(Problem)
Among the lines of the records, please find those that contain the word "pink" and copy them.

(Natural language region descriptions)
______
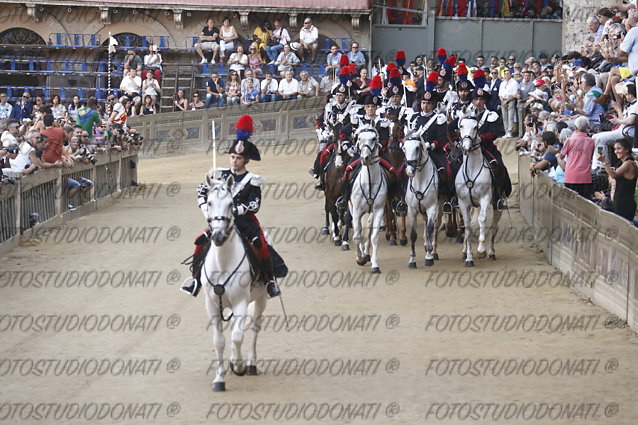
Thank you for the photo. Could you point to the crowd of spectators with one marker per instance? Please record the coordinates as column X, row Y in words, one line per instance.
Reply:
column 38, row 136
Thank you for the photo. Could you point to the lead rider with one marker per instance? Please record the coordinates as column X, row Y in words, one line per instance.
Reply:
column 246, row 191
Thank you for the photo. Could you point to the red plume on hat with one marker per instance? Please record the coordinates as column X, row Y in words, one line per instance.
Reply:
column 395, row 77
column 479, row 79
column 441, row 55
column 461, row 72
column 376, row 85
column 399, row 58
column 244, row 127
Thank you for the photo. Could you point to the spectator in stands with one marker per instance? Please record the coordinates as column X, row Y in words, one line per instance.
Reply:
column 233, row 88
column 333, row 58
column 579, row 150
column 58, row 109
column 261, row 35
column 208, row 40
column 278, row 40
column 5, row 107
column 327, row 82
column 249, row 95
column 254, row 60
column 363, row 81
column 131, row 86
column 269, row 88
column 23, row 108
column 151, row 87
column 215, row 91
column 227, row 38
column 153, row 62
column 494, row 102
column 507, row 94
column 288, row 87
column 73, row 107
column 132, row 61
column 196, row 103
column 11, row 134
column 180, row 102
column 27, row 160
column 149, row 107
column 308, row 37
column 355, row 56
column 624, row 203
column 625, row 119
column 286, row 60
column 248, row 75
column 87, row 116
column 307, row 86
column 238, row 60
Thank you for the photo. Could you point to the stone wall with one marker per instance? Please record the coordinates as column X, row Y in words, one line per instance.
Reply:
column 575, row 14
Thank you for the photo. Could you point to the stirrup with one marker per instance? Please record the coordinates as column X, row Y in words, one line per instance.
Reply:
column 272, row 289
column 192, row 288
column 447, row 207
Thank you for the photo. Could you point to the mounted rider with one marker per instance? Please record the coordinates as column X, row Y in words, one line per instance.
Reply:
column 433, row 129
column 368, row 116
column 246, row 191
column 489, row 129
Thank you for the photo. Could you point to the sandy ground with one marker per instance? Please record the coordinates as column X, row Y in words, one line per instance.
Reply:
column 504, row 342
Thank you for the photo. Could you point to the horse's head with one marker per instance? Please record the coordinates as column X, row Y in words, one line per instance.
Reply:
column 414, row 149
column 220, row 209
column 468, row 130
column 368, row 144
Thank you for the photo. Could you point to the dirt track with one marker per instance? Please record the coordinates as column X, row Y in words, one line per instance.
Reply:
column 416, row 346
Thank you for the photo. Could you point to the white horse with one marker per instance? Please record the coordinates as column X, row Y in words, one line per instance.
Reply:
column 474, row 188
column 369, row 196
column 228, row 280
column 421, row 195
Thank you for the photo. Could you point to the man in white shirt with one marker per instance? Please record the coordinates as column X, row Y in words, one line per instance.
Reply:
column 288, row 87
column 5, row 107
column 308, row 36
column 507, row 93
column 269, row 88
column 131, row 85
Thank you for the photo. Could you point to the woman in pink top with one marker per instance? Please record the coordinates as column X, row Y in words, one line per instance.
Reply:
column 579, row 149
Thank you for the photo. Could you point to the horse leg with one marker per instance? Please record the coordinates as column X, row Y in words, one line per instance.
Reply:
column 260, row 306
column 482, row 217
column 218, row 342
column 237, row 337
column 496, row 217
column 376, row 218
column 403, row 238
column 413, row 216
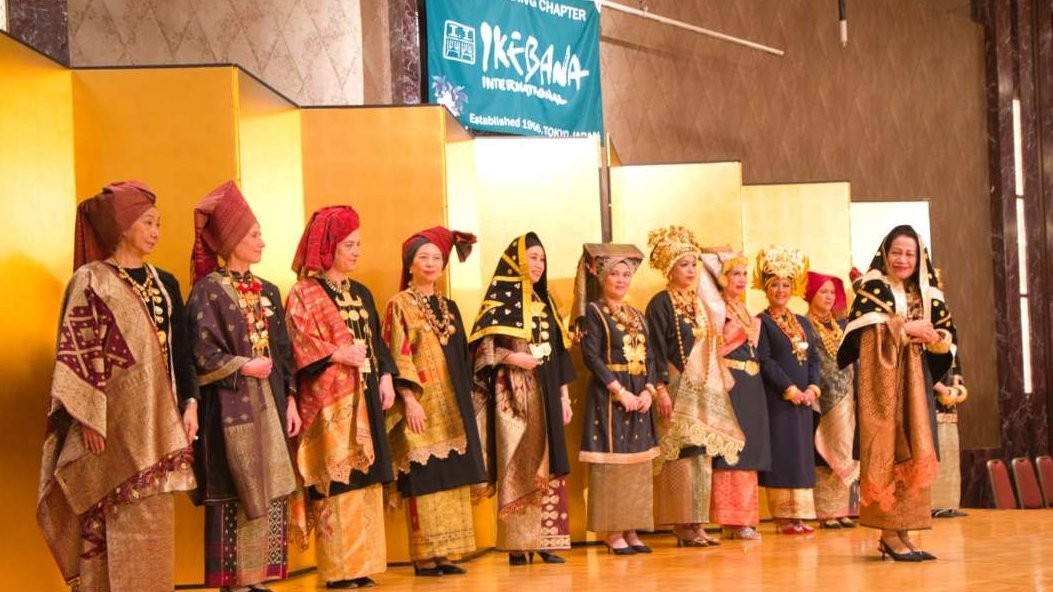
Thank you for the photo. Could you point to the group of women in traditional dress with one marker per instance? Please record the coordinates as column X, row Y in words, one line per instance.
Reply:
column 284, row 420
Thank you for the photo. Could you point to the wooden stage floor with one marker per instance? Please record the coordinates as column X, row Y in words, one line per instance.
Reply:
column 989, row 551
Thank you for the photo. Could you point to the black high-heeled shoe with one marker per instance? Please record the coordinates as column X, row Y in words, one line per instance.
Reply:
column 550, row 557
column 883, row 548
column 619, row 550
column 428, row 572
column 451, row 569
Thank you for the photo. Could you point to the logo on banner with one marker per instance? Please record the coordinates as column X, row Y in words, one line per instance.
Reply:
column 458, row 42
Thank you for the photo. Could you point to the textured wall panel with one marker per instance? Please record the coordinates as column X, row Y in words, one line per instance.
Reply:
column 311, row 51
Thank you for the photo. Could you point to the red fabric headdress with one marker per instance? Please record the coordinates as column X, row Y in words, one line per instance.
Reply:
column 220, row 221
column 326, row 229
column 103, row 218
column 442, row 237
column 816, row 280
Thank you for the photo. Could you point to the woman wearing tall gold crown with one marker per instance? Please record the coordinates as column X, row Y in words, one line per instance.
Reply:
column 521, row 368
column 432, row 426
column 618, row 440
column 117, row 444
column 790, row 367
column 835, row 470
column 901, row 334
column 697, row 418
column 344, row 378
column 735, row 501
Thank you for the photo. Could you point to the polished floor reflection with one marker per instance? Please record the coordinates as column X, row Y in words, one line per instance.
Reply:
column 989, row 550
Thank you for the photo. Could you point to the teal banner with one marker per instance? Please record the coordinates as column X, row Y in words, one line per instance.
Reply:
column 517, row 66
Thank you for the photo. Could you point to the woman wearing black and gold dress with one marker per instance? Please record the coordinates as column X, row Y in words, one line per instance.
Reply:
column 618, row 439
column 697, row 420
column 790, row 367
column 521, row 369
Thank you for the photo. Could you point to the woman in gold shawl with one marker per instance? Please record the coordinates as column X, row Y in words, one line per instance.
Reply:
column 247, row 403
column 432, row 426
column 900, row 333
column 116, row 447
column 697, row 419
column 344, row 382
column 521, row 368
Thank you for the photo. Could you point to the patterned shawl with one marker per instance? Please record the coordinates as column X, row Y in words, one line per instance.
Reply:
column 111, row 376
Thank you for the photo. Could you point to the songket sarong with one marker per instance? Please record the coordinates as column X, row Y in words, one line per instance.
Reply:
column 440, row 524
column 620, row 497
column 350, row 533
column 681, row 491
column 735, row 498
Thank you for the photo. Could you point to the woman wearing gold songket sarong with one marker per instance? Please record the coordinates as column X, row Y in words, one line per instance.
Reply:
column 116, row 445
column 242, row 353
column 521, row 368
column 735, row 502
column 618, row 440
column 790, row 367
column 697, row 418
column 835, row 469
column 432, row 426
column 344, row 382
column 900, row 333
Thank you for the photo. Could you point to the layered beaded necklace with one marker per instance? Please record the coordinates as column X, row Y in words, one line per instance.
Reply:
column 255, row 309
column 150, row 294
column 634, row 340
column 686, row 308
column 830, row 333
column 740, row 314
column 540, row 348
column 787, row 321
column 442, row 324
column 356, row 317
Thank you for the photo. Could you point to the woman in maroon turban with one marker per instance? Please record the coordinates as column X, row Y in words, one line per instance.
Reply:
column 344, row 382
column 117, row 444
column 247, row 405
column 433, row 431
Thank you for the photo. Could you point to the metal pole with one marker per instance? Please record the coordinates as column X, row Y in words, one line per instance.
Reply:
column 688, row 26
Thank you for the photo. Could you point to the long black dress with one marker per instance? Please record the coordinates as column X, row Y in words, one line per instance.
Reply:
column 792, row 426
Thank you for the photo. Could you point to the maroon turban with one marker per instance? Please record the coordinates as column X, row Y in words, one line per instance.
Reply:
column 816, row 280
column 103, row 218
column 220, row 221
column 326, row 229
column 442, row 237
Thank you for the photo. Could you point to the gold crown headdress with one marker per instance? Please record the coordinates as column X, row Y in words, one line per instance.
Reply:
column 783, row 262
column 669, row 244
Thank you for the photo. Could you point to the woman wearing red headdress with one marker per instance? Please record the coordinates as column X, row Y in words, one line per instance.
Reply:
column 247, row 406
column 433, row 432
column 344, row 382
column 117, row 445
column 835, row 470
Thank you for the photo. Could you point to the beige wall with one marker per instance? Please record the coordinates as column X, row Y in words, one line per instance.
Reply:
column 309, row 51
column 899, row 113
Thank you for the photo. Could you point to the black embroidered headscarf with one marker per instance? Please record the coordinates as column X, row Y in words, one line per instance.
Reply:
column 507, row 303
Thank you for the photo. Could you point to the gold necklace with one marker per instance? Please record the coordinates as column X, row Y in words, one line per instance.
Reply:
column 442, row 328
column 787, row 321
column 539, row 346
column 634, row 341
column 829, row 334
column 151, row 297
column 356, row 318
column 255, row 309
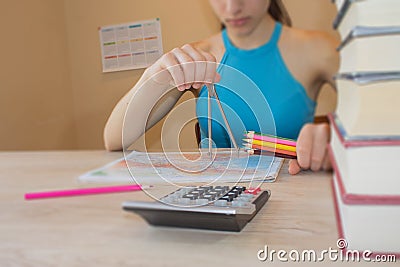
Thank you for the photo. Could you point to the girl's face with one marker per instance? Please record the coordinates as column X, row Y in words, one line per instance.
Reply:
column 240, row 16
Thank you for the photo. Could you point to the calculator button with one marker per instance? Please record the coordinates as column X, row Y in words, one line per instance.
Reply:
column 201, row 201
column 238, row 203
column 206, row 187
column 221, row 191
column 221, row 203
column 240, row 188
column 191, row 196
column 247, row 196
column 184, row 201
column 207, row 197
column 228, row 198
column 234, row 191
column 196, row 193
column 253, row 191
column 225, row 187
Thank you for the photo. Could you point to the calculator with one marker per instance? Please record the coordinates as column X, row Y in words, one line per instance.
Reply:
column 222, row 207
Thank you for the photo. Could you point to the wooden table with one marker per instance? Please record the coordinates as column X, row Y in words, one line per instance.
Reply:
column 95, row 231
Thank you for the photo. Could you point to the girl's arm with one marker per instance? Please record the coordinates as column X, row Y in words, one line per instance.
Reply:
column 152, row 98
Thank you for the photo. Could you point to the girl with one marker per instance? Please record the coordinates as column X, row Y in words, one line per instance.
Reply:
column 288, row 65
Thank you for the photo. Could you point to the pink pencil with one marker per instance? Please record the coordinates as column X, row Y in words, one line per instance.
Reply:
column 272, row 139
column 84, row 191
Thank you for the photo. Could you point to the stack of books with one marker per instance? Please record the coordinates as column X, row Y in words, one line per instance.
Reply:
column 365, row 127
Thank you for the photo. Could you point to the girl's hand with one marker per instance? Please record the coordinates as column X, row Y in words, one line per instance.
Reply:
column 184, row 68
column 311, row 149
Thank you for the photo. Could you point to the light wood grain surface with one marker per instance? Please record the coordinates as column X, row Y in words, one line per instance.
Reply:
column 95, row 231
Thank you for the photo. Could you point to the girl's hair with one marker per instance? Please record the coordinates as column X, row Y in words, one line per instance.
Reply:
column 278, row 11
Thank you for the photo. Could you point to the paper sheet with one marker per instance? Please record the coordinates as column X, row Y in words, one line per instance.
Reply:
column 130, row 46
column 186, row 167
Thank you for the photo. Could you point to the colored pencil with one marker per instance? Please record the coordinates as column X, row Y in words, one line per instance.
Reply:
column 268, row 153
column 270, row 144
column 270, row 138
column 270, row 149
column 84, row 191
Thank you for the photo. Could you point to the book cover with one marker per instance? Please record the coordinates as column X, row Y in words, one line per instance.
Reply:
column 367, row 167
column 353, row 13
column 368, row 103
column 367, row 226
column 371, row 49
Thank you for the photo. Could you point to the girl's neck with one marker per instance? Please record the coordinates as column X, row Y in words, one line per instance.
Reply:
column 256, row 37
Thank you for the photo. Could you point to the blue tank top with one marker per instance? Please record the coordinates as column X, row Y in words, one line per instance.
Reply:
column 257, row 92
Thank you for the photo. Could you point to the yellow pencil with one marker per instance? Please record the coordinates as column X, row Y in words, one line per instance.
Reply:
column 270, row 144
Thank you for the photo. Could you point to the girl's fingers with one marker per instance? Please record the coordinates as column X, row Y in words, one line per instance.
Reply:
column 200, row 65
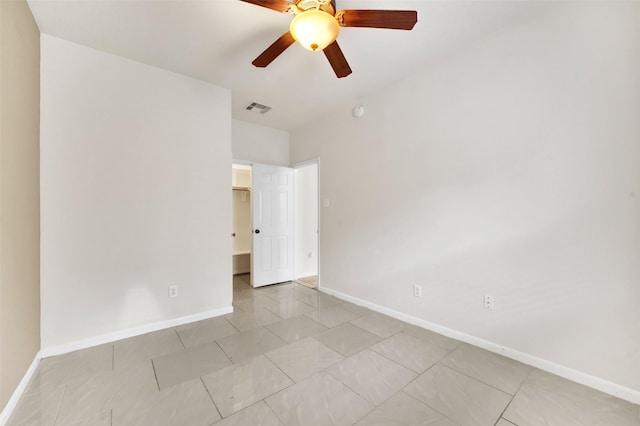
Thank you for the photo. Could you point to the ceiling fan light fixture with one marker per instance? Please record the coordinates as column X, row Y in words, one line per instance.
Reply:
column 314, row 29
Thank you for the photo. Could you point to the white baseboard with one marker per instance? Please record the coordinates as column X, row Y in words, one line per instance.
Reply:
column 22, row 386
column 131, row 332
column 594, row 382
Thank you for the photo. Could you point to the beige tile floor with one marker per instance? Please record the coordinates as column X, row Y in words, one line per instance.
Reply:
column 290, row 355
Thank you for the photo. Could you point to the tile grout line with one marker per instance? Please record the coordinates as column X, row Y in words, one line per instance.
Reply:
column 64, row 392
column 180, row 338
column 155, row 374
column 425, row 404
column 476, row 379
column 211, row 398
column 514, row 395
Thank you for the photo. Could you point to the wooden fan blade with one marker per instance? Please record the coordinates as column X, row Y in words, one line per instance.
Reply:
column 337, row 60
column 391, row 19
column 279, row 5
column 273, row 51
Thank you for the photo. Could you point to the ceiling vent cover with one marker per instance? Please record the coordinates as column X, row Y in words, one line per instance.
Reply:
column 256, row 107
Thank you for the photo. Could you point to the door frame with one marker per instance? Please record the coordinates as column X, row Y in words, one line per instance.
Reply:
column 298, row 165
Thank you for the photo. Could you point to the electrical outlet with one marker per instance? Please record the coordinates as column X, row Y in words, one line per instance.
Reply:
column 489, row 302
column 417, row 290
column 173, row 291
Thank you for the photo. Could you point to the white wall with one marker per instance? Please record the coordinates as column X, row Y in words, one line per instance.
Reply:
column 306, row 220
column 19, row 199
column 136, row 178
column 513, row 169
column 260, row 144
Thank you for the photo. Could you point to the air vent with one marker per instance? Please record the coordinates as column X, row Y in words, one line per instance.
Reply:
column 256, row 107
______
(Answer to this problem)
Thank you for the photo. Could you point to the woman in pink top with one marker per instance? Please record the coordinates as column X, row Y in words, one line per instance.
Thank you for the photo. Could you point to the pink pencil with one marker per instance? Please record the coordinates as column X, row Y in words, one line per instance.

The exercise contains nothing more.